• _WHAT THIS TASK INVOLVES_
Extract the full glibc mailing-list message below, reproducing every line word for word.

• _SELECTED PASSAGE_
* Start *

Hi glibc developers,

On 7/24/22 14:24, Aurelien Jarno wrote:
Hi,

On 2022-07-24 12:39, Alejandro Colomar (man-pages) wrote:
Hi Aurelien,

On 7/23/22 11:43, Aurelien Jarno wrote:
Hi,

On 2022-07-19 21:55, Alejandro Colomar wrote:
Package: libc6-dev
Version: 2.33-8
Severity: normal
X-Debbugs-Cc: alx.manpages@gmail.com


Hi,

We had a discussion in NGINX Unit about if we should use __NR_xxx
or SYS_xxx syscall numbers.  As maintainer of the Linux man-pages,
I suggested that we should use the libc macros (SYS_xxx), since
they are compatible with other non-Linux systems, and also because
they are the documented way for user space.  However, there was
some concern that someone might be running a new kernel with an
old glibc, and that __NR_xxx symbols might be available but not
SYS_xxx in that case.

Yes that sounds good.

Since the <bits/syscall.h> (included through <sys/syscall.h>)
header is generated automatically from the kernel headers at glibc
build time, Debian should make sure that the latest available
kernel headers are used, so building the latest Sid glibc package
should be done on a system with also the latest kernel available
in Sid, to have a complete SYS_xxx list.

* End *

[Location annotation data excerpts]
* Start *

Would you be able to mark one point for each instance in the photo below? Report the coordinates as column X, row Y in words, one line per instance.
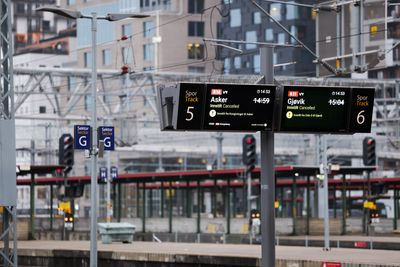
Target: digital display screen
column 315, row 109
column 238, row 107
column 191, row 106
column 362, row 103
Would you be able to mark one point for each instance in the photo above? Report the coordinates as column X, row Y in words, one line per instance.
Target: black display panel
column 191, row 106
column 362, row 103
column 315, row 109
column 239, row 107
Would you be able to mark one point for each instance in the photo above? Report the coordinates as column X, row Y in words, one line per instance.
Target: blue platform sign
column 82, row 137
column 103, row 174
column 106, row 134
column 114, row 172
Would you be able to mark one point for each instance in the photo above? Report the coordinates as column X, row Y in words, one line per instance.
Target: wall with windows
column 247, row 22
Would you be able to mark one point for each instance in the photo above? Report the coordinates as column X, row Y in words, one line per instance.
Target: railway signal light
column 68, row 221
column 255, row 218
column 249, row 152
column 373, row 216
column 66, row 152
column 369, row 155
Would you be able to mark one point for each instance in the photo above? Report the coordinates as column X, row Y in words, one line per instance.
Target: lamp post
column 73, row 14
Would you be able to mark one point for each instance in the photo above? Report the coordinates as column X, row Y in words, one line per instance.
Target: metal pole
column 93, row 179
column 162, row 199
column 308, row 206
column 326, row 195
column 51, row 208
column 317, row 66
column 6, row 246
column 294, row 205
column 344, row 202
column 32, row 196
column 248, row 194
column 198, row 206
column 219, row 138
column 228, row 211
column 170, row 208
column 267, row 173
column 144, row 207
column 396, row 208
column 109, row 205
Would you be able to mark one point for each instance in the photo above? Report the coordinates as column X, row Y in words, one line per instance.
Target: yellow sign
column 373, row 30
column 369, row 205
column 64, row 206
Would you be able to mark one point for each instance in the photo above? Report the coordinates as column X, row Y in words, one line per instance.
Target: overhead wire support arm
column 317, row 58
column 246, row 42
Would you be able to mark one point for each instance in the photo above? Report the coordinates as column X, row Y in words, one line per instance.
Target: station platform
column 76, row 253
column 346, row 241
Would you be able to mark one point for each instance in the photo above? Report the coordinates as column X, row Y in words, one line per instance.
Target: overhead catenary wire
column 132, row 35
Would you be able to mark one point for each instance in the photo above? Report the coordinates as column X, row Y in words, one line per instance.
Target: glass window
column 196, row 6
column 87, row 59
column 148, row 51
column 195, row 51
column 227, row 65
column 88, row 102
column 196, row 28
column 196, row 69
column 294, row 31
column 126, row 30
column 281, row 38
column 292, row 12
column 256, row 18
column 276, row 11
column 251, row 36
column 256, row 64
column 269, row 35
column 237, row 62
column 235, row 18
column 106, row 56
column 20, row 8
column 127, row 56
column 148, row 29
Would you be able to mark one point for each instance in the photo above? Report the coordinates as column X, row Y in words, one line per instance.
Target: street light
column 73, row 14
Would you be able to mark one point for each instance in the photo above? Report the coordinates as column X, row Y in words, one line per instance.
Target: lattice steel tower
column 8, row 186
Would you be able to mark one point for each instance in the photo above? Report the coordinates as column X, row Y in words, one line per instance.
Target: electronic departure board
column 219, row 107
column 238, row 107
column 250, row 108
column 308, row 109
column 191, row 106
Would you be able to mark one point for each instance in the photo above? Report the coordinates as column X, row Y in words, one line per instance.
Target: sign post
column 82, row 140
column 267, row 180
column 106, row 135
column 251, row 108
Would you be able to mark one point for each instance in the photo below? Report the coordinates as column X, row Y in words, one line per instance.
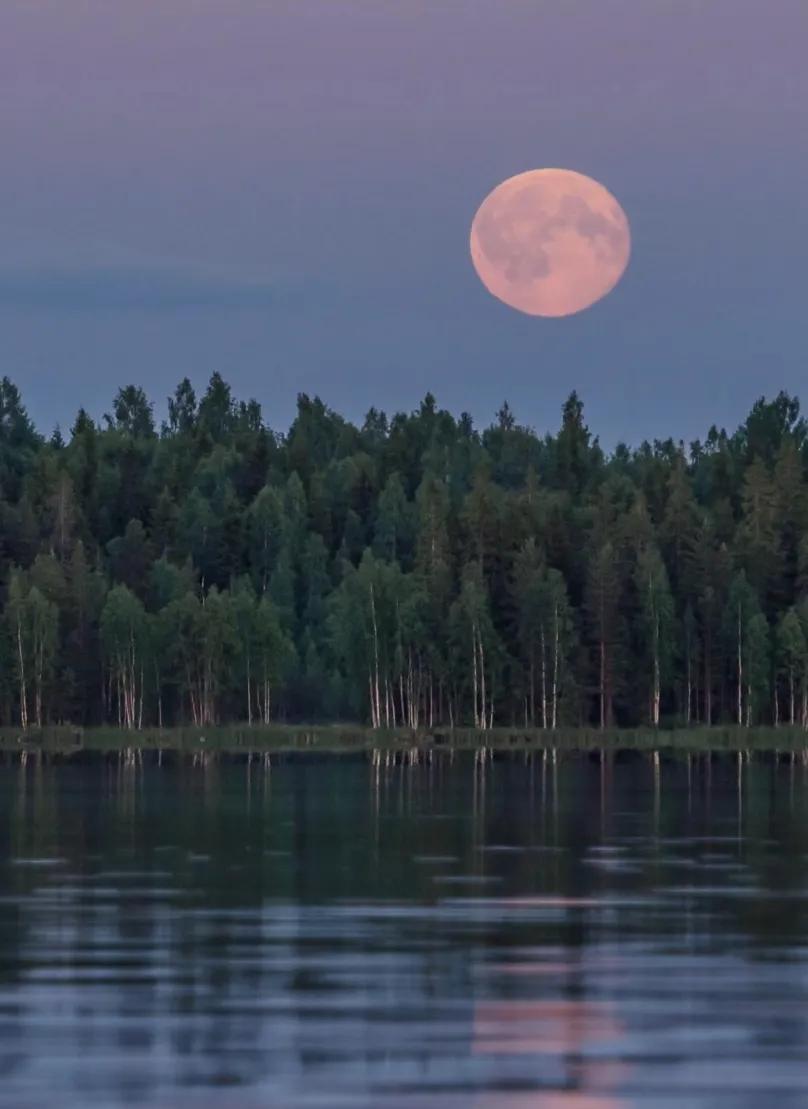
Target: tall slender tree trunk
column 23, row 687
column 740, row 672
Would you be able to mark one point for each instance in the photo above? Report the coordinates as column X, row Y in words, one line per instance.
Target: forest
column 411, row 572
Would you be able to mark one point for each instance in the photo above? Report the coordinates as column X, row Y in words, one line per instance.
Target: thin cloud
column 121, row 288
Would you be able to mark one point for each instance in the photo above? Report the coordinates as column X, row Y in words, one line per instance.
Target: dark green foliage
column 410, row 572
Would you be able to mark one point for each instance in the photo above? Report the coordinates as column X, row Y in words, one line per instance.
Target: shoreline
column 337, row 739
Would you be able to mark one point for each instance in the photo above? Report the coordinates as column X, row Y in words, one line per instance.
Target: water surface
column 361, row 932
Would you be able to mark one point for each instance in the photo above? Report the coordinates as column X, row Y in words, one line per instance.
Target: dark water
column 452, row 933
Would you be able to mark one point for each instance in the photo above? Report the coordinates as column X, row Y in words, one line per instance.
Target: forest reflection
column 542, row 928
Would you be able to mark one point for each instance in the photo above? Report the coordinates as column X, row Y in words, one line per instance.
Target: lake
column 445, row 929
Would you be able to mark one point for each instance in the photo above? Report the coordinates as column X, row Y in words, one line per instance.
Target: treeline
column 411, row 571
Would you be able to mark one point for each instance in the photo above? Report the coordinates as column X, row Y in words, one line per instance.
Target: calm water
column 334, row 932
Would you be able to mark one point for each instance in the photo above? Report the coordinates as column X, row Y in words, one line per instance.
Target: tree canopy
column 411, row 571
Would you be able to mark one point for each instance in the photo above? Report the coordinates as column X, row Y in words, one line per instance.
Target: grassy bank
column 336, row 738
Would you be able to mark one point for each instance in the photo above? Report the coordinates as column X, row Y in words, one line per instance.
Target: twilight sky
column 282, row 190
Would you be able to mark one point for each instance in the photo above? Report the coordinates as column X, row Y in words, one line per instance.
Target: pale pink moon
column 550, row 242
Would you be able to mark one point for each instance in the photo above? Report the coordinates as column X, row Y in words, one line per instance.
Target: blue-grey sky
column 282, row 191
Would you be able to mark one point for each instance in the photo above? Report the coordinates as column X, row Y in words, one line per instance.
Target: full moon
column 550, row 242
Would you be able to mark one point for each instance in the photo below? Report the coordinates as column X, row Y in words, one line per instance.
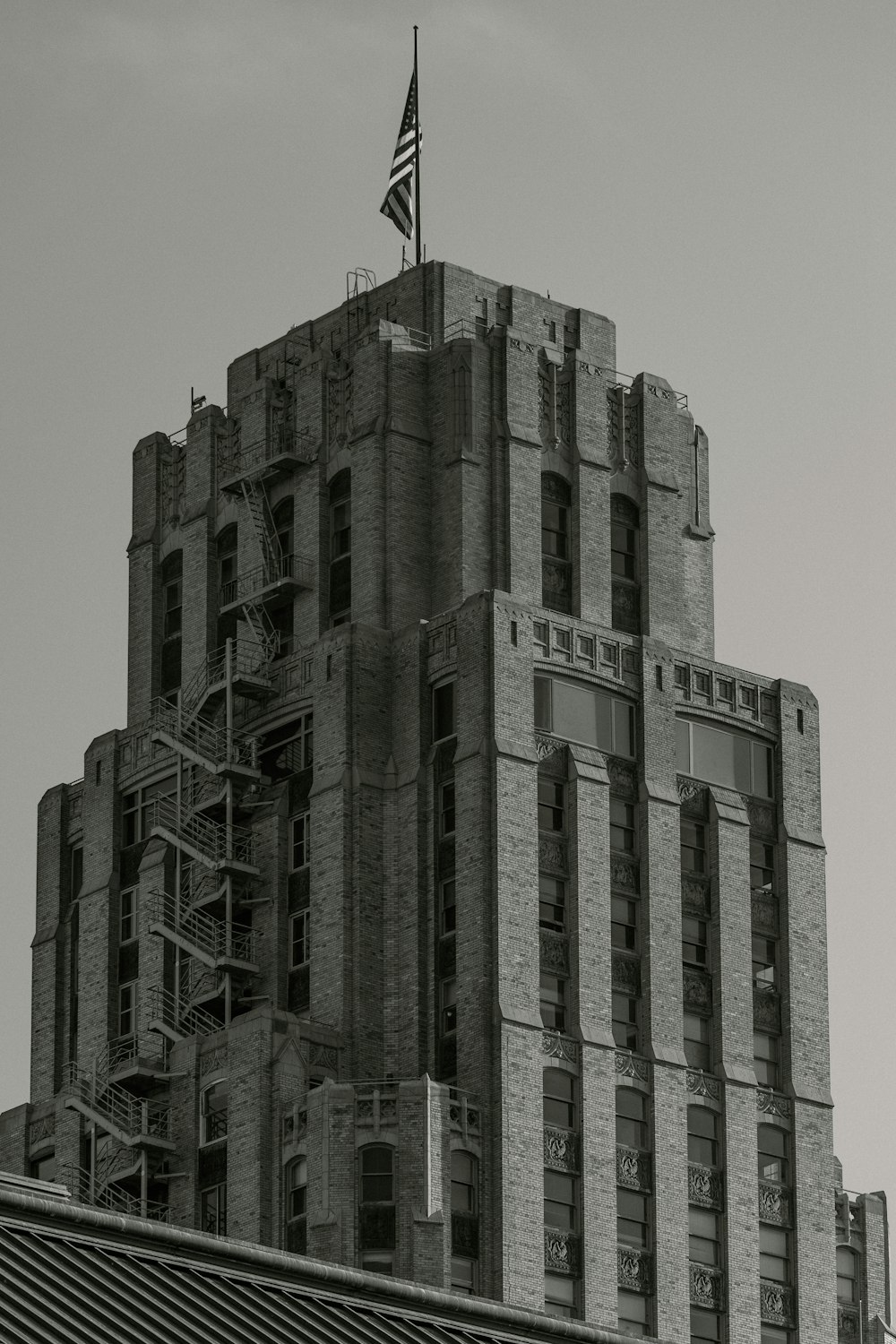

* End *

• _EXERCISE RESULT_
Hi glibc developers,

On 7/24/22 14:24, Aurelien Jarno wrote:
Hi,

On 2022-07-24 12:39, Alejandro Colomar (man-pages) wrote:
Hi Aurelien,

On 7/23/22 11:43, Aurelien Jarno wrote:
Hi,

On 2022-07-19 21:55, Alejandro Colomar wrote:
Package: libc6-dev
Version: 2.33-8
Severity: normal
X-Debbugs-Cc: alx.manpages@gmail.com


Hi,

We had a discussion in NGINX Unit about if we should use __NR_xxx
or SYS_xxx syscall numbers.  As maintainer of the Linux man-pages,
I suggested that we should use the libc macros (SYS_xxx), since
they are compatible with other non-Linux systems, and also because
they are the documented way for user space.  However, there was
some concern that someone might be running a new kernel with an
old glibc, and that __NR_xxx symbols might be available but not
SYS_xxx in that case.

Yes that sounds good.

Since the <bits/syscall.h> (included through <sys/syscall.h>)
header is generated automatically from the kernel headers at glibc
build time, Debian should make sure that the latest available
kernel headers are used, so building the latest Sid glibc package
should be done on a system with also the latest kernel available
in Sid, to have a complete SYS_xxx list.